**O QUE SE PEDE:** Retome o texto sobre a teosofia autêntica, que aparece abaixo antes dos dados, e dê continuidade a ele a partir da última frase.

**TEXTO FORNECIDO:**
No grupo de erros graves por manipulação de energias sutis, mas não espirituais, entram a projeciologia, a mediunidade, a clarividência induzida, e toda e qualquer manipulação pessoal e intencional de energias sutis; estes são os chamados “siddhis inferiores”, cuja busca é um sério obstáculo para a verdadeira espiritualidade.  As chamadas “canalizações”, quando não são mera fantasia, entram no mesmo grupo da mediunidade.  E quando são apenas fantasias têm, igualmente, o mau carma da falta de discernimento e da atitude infantil diante do que é sagrado.
 
A teosofia autêntica evita transformar o caminho espiritual em um espetáculo público de fogos de artifício. Ela não busca fatos extraordinários −  e quando eles acontecem não os divulga. Trabalhando lenta e gradualmente, ela transfere de modo silencioso e quase imperceptível o foco de consciênciadesde o eu inferior para o eu superior. Este é o caminho de Raja Ioga e Jnana Ioga: é um projeto de ação de longo prazo, e implica várias encarnações. 
 
Este caminho é percorrido através da reflexão, da autodisciplina, da auto-purificação,  e da contemplação das grandes verdades universais.  Ele inclui a ação altruísta;  a visão interdisciplinar e inter-religiosa das coisas; a impessoalidade e a prática da compaixão universal.  É o caminho da ampliação de Buddhi-Manas, o princípio da inteligência universal na consciência humana.   Este caminho faz parte da preparação da sexta sub-raça da quinta raça-raiz, que é, segundo a teosofia, o próximo passo da evolução humana. Esta não será uma sub-raça no sentido físico, e em teosofia – a filosofia da fraternidade – nenhuma raça-raiz ou sub-raça  é intrinsecamente superior ou inferior a outra.  Todas são igualmente instrumentos a serviço da evolução da mônada ou alma imortal, e cada mônada deve renascer nas diferentes raças-raízes e sub-raças. 
 
Qualquer forma de racismo é um mecanismo inaceitável de ignorância espiritual.  O novo tipo humano terá uma percepção de mundo naturalmente universal, e os pioneiros desta humanidade vêm despertando em números sempre crescentes  desde o final do século 19.  O movimento teosófico autêntico tem como meta ajudar este processo de estímulo e de despertar da inteligência superior, que é intrinsecamente solidária.

**DADOS EXTRAÍDOS:**
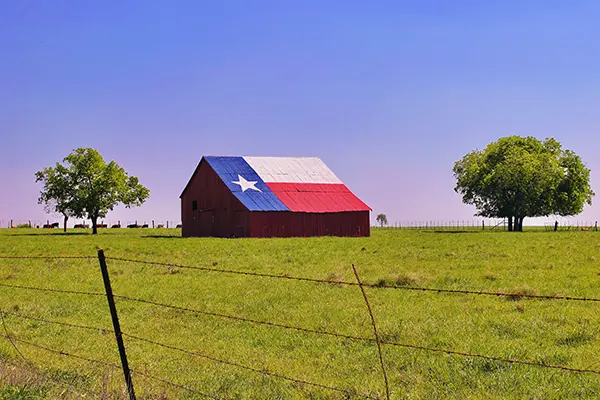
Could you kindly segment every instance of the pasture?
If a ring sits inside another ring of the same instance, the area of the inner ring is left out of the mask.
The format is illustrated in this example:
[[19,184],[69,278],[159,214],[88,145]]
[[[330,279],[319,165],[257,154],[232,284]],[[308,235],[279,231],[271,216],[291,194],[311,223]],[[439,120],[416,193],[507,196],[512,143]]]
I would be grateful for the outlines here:
[[[109,258],[117,295],[311,330],[373,338],[357,286],[190,270],[214,269],[365,283],[383,340],[576,369],[600,370],[600,304],[527,299],[519,294],[600,297],[600,233],[452,233],[373,229],[370,238],[182,239],[179,230],[101,230],[97,236],[1,229],[0,256]],[[112,260],[130,258],[157,263]],[[0,283],[104,292],[97,259],[0,259]],[[80,398],[50,378],[125,398],[107,301],[102,296],[0,287],[0,398]],[[514,293],[435,293],[407,287]],[[257,371],[125,336],[130,366],[190,390],[134,373],[138,398],[385,398],[377,346],[216,315],[117,299],[125,334],[199,352]],[[87,330],[19,315],[98,327]],[[6,331],[4,330],[6,329]],[[25,343],[29,342],[29,343]],[[393,399],[596,398],[600,375],[383,345]],[[25,358],[27,361],[24,361]],[[13,366],[17,365],[17,366]],[[27,368],[26,368],[27,367]],[[341,388],[291,382],[263,372]],[[23,397],[19,397],[23,396]],[[83,394],[82,394],[83,396]],[[87,394],[84,398],[94,398]]]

**RESULTADO DA TAREFA:**
Os cidadãos do futuro se caracterizam pela intuição raciocinada e pela razão intuitiva, características inseparáveis do sentimento de fraternidade planetária. Estas funções da consciência ativam novos circuitos cerebrais e novas áreas da mente humana.  E, nesse despertar, a atenção e o discernimento são fundamentais.  
 
Deve-se desenvolver a capacidade de enxergar o divisor de águas entre as “coisas pseudo-espirituais do eu inferior” e as “coisas verdadeiramente universais e essenciais”.  O correto é levar uma vida simples e altruísta, evitando as propostas “espirituais” aparentemente espetaculares,  mas que não possuem um conteúdo durável nem são aprovadas pelo bom senso.   
 
Para a  filosofia esotérica, como para o Novo Testamento,  o estudante deve, pois,   procurar o tesouro que está nos céus,  e o resto lhe será dado por acréscimo.  
 
Colocada esta premissa, vejamos como os Mestres dos Himalaias descrevem, em “Cartas dos Mahatmas Para A.P. Sinnett”,  o processo que ocorre entre duas vidas. É uma evolução que se desdobra em dois planos, fundamentalmente. Primeiro vem o plano do eu inferior; depois, o plano do eu superior. 
 
 2. Kama-loka – O Local dos Desejos
 
A primeira etapa após a morte física é o kama-loka (literalmente, “local de desejos e sentimentos pessoais”).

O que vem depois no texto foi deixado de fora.